=== Extracted entries ===
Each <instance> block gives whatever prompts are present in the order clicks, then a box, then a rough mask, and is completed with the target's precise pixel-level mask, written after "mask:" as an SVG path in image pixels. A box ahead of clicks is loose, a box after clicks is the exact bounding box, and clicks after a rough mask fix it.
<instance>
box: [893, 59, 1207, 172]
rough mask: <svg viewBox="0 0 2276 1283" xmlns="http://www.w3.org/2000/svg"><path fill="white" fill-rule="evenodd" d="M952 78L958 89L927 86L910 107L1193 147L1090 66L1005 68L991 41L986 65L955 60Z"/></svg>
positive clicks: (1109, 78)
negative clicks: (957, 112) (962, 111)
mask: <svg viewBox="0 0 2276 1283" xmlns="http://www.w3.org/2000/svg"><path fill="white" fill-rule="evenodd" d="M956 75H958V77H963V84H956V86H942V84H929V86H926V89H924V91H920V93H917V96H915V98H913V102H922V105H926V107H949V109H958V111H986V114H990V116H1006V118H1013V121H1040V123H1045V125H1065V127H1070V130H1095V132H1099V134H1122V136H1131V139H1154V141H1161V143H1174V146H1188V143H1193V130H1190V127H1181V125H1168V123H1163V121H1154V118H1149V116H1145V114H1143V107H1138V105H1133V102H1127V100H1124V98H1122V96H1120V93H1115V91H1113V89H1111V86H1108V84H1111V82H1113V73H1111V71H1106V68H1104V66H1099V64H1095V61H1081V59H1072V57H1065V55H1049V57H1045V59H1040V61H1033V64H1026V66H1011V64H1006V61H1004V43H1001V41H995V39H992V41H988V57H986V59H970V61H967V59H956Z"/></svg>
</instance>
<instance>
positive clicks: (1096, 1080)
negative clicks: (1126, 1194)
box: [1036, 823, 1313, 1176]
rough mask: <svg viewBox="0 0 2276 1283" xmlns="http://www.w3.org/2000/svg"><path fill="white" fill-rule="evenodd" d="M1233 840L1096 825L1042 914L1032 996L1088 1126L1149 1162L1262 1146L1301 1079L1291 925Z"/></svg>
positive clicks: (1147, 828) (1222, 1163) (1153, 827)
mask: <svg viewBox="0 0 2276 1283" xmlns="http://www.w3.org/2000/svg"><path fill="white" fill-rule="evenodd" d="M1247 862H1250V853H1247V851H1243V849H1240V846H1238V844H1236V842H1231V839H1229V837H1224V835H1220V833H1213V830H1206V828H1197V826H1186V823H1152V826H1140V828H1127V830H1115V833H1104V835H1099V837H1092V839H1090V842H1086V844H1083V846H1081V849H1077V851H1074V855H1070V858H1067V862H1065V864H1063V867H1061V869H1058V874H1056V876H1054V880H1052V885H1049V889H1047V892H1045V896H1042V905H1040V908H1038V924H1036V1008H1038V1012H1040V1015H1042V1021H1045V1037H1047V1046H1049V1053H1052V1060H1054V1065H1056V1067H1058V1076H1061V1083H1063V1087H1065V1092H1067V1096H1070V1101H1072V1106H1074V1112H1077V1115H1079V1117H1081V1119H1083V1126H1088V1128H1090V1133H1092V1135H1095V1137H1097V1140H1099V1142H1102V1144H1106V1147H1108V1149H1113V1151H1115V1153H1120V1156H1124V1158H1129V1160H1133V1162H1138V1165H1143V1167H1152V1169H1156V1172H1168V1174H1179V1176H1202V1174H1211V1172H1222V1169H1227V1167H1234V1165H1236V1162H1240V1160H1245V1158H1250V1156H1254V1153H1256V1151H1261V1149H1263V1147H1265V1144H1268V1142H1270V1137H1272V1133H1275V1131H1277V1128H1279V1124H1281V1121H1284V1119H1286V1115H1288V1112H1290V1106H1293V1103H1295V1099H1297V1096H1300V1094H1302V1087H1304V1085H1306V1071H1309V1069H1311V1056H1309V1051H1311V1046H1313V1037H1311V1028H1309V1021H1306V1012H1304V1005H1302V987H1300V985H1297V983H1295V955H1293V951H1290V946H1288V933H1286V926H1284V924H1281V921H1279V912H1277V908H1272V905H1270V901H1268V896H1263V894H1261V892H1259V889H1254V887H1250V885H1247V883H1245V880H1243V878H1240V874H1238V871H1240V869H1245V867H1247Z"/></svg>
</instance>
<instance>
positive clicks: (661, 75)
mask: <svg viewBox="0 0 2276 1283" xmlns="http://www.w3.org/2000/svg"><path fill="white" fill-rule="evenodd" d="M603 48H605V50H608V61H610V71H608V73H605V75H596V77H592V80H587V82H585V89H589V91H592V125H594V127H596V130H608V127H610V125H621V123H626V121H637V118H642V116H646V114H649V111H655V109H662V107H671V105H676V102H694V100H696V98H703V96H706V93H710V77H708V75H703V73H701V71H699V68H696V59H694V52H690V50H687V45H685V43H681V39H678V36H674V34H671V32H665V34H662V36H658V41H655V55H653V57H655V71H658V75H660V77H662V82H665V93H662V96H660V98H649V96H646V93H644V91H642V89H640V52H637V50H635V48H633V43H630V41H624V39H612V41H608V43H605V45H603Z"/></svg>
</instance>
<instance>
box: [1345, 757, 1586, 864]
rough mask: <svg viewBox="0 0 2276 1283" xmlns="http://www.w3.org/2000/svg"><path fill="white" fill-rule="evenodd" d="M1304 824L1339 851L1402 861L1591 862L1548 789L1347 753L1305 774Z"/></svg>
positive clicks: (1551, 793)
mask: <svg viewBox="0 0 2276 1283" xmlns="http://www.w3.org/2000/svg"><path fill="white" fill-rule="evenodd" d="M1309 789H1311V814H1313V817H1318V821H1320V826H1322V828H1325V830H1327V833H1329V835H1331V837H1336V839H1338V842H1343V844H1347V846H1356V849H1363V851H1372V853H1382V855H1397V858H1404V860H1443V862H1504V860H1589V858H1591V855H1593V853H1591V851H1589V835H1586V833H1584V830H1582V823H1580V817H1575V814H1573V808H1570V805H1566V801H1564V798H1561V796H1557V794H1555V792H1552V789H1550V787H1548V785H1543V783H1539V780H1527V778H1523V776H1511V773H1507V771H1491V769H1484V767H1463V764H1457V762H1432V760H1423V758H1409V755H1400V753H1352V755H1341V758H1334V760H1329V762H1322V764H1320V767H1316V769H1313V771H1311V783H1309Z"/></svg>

=== Activity ===
Count the lines in the rows above that contain the string "negative", with case counting, and give only the number.

=== Written solution ===
2